Selected excerpt —
--- Start ---
- Born: 24 December 1925 Yokohama, Japan
- Died: 22 January 2017 (aged 91)
- Occupation: Businessman
- Known for: Founder of Namco
- Awards: Order of the Rising Sun (4th Class, Gold Rays with Rosette)

Signature

= Masaya Nakamura (businessman) =

Japanese businessman (1925–2017)

Masaya Nakamura (中村 雅哉; 24 December 1925 – 22 January 2017) was a Japanese businessman and the founder of Namco. He was the company's president up until 2002, where he took a ceremonial role in its management. Following the formation of Bandai Namco Holdings, Nakamura would retain an honorary position in the video game division, Bandai Namco Entertainment.

Born in Yokohama, Nakamura graduated from the Yokohama Institute of Technology in 1948, having earned a degree in shipbuilding. Nakamura would found his own company in 1955, Nakamura Seisakusho, Ltd., which produced pop-cork guns and coin-operated mechanical rides for Japanese department store rooftops. In 1974, Nakamura purchased the Japanese division of Atari from Nolan Bushnell, seeing it as a perfect opportunity to get into the market, and were allowed to release the company's games in Japan. His company would be renamed to "Namco" in 1977, and a year later would release its first video game produced in-house. Under Nakamura's leadership, Namco would become one of the most dominant video game companies in Japan, alongside Nintendo, Sega and Konami.

Nakamura purchased Japanese film studio Nikkatsu in 1993 and be involved with many of their films, being credited for several of them. He also led Namco to begin maintaining arcade centers and amusement parks across Japan and soon overseas, such as Wonder Eggs in Tokyo, and to purchase the Aladdin's Castle chain from Bally. Nakamura would also assist in the formation of Japanese developer Monolith Soft, and become the chairman of the Japan Amusement Machine and Marketing Association (JAMMA). In 2002, he would step down as Namco's CEO, instead taking on a ceremonial role in the company's management. After Namco merged with Bandai in 2005 to form Bandai Namco Holdings, Nakamura would retain an honorary position in the company's video game branch.

Nakamura is credited as a pioneer in the video game industry for his accomplishments, and one of the most important figures in video game history. In 2007, he was awarded the "Order of the Rising Sun, Gold Rays with Rosette" by the Japanese government for his contributions to video games, and was inducted into the International Video Game Hall of Fame in 2010. His influence on the industry would have him considered "the father of Pac-Man". Nakamura died on 22 January 2017, at age 91, which was announced a week later by Bandai Namco out of respect for his family's privacy.
--- End ---
Task requirements —
- a) Answer these questions about the Masaya Nakamura biography:
(i) What degree did Nakamura earn, and in what year did he graduate?
(ii) Which Japanese film studio did he purchase in 1993?
(iii) In what year was he inducted into the International Video Game Hall of Fame?
- b) Write the next paragraph of the Masaya Nakamura biography, following on from its last sentence.

Collection entries:
--- Start ---
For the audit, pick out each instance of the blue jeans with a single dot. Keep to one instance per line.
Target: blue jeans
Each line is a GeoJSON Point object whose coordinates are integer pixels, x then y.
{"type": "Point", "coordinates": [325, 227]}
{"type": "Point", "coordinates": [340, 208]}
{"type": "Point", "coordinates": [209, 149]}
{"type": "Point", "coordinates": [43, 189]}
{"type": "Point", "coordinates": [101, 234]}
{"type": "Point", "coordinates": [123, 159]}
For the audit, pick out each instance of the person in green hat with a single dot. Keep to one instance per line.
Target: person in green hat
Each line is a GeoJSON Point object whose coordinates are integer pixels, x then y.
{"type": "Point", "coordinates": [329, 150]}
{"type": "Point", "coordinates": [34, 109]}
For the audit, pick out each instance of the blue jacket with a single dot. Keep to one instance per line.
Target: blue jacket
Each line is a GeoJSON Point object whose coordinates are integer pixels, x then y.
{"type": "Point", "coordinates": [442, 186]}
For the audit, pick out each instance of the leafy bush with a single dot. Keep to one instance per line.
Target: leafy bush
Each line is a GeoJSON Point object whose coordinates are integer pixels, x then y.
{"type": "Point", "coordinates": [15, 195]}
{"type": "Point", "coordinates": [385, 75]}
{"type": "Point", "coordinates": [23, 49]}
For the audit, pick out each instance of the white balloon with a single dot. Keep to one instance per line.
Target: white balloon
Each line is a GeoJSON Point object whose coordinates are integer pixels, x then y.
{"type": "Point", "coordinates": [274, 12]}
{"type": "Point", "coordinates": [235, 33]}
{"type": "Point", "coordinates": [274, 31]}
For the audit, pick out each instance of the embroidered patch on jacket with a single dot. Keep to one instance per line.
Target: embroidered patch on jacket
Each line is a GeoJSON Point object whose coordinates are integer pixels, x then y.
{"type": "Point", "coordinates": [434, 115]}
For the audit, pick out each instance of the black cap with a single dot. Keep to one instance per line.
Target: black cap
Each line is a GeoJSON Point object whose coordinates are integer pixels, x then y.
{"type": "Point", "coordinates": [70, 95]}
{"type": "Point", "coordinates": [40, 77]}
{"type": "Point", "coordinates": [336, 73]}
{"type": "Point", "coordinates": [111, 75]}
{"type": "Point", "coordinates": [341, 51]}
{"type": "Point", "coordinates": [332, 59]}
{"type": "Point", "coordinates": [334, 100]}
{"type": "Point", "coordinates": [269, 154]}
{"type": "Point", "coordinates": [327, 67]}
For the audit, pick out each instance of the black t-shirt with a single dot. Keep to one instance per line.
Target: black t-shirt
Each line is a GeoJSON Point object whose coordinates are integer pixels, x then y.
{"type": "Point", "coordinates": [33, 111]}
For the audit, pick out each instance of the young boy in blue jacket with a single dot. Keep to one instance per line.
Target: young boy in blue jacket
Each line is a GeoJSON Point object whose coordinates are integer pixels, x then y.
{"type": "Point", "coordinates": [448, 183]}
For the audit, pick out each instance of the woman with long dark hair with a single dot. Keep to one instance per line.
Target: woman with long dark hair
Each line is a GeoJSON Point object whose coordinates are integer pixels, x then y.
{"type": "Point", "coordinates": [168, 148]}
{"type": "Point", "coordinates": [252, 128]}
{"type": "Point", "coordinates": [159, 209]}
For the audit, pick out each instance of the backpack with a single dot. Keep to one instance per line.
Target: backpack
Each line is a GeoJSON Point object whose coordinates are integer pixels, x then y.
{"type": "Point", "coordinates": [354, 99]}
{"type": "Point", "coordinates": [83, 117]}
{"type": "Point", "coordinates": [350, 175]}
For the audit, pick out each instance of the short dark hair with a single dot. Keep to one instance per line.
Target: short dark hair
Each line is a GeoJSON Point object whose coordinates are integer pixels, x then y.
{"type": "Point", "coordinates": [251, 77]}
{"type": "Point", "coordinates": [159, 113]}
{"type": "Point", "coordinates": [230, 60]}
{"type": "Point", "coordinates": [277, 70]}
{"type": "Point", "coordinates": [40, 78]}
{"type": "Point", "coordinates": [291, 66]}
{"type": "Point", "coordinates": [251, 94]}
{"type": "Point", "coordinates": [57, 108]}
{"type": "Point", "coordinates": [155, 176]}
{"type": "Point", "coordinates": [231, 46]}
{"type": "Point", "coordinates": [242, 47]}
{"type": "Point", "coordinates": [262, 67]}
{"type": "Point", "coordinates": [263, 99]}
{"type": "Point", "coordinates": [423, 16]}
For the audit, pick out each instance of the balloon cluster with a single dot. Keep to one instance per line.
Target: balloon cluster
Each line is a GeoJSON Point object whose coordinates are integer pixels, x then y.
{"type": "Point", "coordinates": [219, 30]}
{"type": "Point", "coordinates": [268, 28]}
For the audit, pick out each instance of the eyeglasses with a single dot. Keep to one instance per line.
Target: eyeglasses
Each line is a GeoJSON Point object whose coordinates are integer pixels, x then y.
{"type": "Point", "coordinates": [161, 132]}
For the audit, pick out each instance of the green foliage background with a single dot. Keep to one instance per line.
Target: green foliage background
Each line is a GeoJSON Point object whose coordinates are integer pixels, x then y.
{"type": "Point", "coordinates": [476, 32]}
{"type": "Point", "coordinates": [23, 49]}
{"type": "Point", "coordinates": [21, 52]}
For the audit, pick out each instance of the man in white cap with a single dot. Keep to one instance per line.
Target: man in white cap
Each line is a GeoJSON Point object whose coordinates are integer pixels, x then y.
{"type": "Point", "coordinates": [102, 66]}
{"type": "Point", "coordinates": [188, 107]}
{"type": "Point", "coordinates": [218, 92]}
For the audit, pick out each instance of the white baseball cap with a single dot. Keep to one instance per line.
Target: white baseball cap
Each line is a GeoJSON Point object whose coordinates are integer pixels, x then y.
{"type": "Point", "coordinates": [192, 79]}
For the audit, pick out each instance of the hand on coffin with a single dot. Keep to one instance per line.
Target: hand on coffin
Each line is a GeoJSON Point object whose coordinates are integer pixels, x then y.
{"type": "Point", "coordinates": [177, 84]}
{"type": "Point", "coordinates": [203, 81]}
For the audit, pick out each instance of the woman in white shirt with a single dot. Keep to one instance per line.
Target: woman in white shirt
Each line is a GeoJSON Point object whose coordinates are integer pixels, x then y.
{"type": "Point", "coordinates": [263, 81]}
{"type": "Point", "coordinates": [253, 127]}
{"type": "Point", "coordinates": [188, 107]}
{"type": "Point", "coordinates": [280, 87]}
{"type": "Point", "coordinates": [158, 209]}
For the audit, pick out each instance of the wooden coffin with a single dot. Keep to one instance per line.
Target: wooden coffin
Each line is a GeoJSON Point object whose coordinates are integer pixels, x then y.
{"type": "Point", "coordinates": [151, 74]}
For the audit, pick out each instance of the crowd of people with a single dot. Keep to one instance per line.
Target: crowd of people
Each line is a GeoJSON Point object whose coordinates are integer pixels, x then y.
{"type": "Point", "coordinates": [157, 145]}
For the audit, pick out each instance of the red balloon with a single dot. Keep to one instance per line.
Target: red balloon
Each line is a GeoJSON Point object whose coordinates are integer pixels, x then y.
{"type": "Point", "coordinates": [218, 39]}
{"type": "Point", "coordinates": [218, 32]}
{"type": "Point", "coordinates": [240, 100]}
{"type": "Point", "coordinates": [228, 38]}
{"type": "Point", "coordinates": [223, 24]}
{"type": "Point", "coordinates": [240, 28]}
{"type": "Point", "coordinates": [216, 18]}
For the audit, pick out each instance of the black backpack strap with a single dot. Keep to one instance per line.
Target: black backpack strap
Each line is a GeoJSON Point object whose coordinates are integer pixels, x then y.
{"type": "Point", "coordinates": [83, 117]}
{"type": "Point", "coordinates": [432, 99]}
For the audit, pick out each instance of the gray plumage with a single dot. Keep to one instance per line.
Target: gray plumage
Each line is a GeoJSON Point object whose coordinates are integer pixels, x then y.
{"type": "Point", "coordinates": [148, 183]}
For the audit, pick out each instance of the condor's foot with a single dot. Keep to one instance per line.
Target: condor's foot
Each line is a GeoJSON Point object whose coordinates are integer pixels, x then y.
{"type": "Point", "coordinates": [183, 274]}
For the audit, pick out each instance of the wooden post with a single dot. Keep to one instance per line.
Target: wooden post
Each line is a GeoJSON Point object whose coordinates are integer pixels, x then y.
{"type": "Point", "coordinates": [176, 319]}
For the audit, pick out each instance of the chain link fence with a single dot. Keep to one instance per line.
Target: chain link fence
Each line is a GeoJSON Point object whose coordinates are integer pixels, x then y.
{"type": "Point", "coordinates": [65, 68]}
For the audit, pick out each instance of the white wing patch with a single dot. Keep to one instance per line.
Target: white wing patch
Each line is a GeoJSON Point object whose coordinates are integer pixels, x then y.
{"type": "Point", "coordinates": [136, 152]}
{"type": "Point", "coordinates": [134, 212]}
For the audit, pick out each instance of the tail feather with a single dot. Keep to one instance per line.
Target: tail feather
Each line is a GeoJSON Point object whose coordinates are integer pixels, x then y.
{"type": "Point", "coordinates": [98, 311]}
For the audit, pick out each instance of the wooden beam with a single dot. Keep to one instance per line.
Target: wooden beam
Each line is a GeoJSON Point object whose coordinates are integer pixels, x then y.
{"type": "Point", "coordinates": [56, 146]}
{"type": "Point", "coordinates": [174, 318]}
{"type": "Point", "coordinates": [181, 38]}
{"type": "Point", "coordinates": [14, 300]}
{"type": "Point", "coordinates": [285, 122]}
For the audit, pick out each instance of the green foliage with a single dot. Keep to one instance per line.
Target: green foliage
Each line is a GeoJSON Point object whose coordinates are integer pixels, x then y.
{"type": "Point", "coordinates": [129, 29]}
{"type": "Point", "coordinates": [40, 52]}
--- End ---
Responses by task —
- a)
(i) A degree in shipbuilding, in 1948
(ii) Nikkatsu
(iii) 2010

- b)
==Biography==
===Early life and formation of Namco===
Masaya Nakamura was born on 24 December 1925, in Yokohama. He graduated from the Yokohama Institute of Technology in 1948 with a degree in shipbuilding, however following World War II he was unable to secure a job with his experience. His father owned a shotgun repair business in a Tokyo department store. In the wake of Japan's economic recovery, Nakamura founded his own company on 1 June 1955, "Nakamura Seisakusho, Ltd.". Beginning with US$3,000, he purchased two mechanical rocking horse rides that had to be installed on the roof of a department store due to stiff competition. Each day, Nakamura would clean and repair the rides if needed, and greeted the mothers of the children when they arrived. His company was renamed to "Nakamura Manufacturing Co., Limited." in 1959. Following this, Nakamura would make a deal with the Mitsukoshi department store chain in the early 1960s to install a ride on the rooftop of one of their stores. This ride, named the "Roadaway Race", was popular with children and led to Mitsukoshi commissioning Nakamura and his company to install similar rides for all of their stores. Nakamura's company would continue to design similar mechanical games for other stores — one such game was Periscope (1965), claimed to be the first game he designed himself.

===Acquisition of Atari Japan===
By the early 1970s, Nakamura and his company had shifted away from mechanical amusement rides to coin-operated arcades games. Many of these were racing games that used electro-mechanical projection technology, such as Racer (1970), Formula-X (1975) and F-1 (1976). In 1972, Nakamura visited the Japanese branch of Atari, formed by Nolan Bushnell as a response to the country's vast market and enthusiasm for arcade games. With the business struggling, Atari Japan was closed in 1974 and put up for auction — Nakamura saw this as the perfect opportunity to get into the video game market and purchased it for US$500,000, beating rival Sega's offer of US$50,000. Atari Japan president Hideyuki Nakajima was then promoted as vice president of Nakamura Manufacturing. In 1976, Bushnell sent Nakamura Breakout, which Nakamura saw as a sure-fire hit — to his disappointment, his company was only allowed to distribute the game and was forbidden from exclusive manufacturing rights. Nakamura, in response, requested for as many units possible.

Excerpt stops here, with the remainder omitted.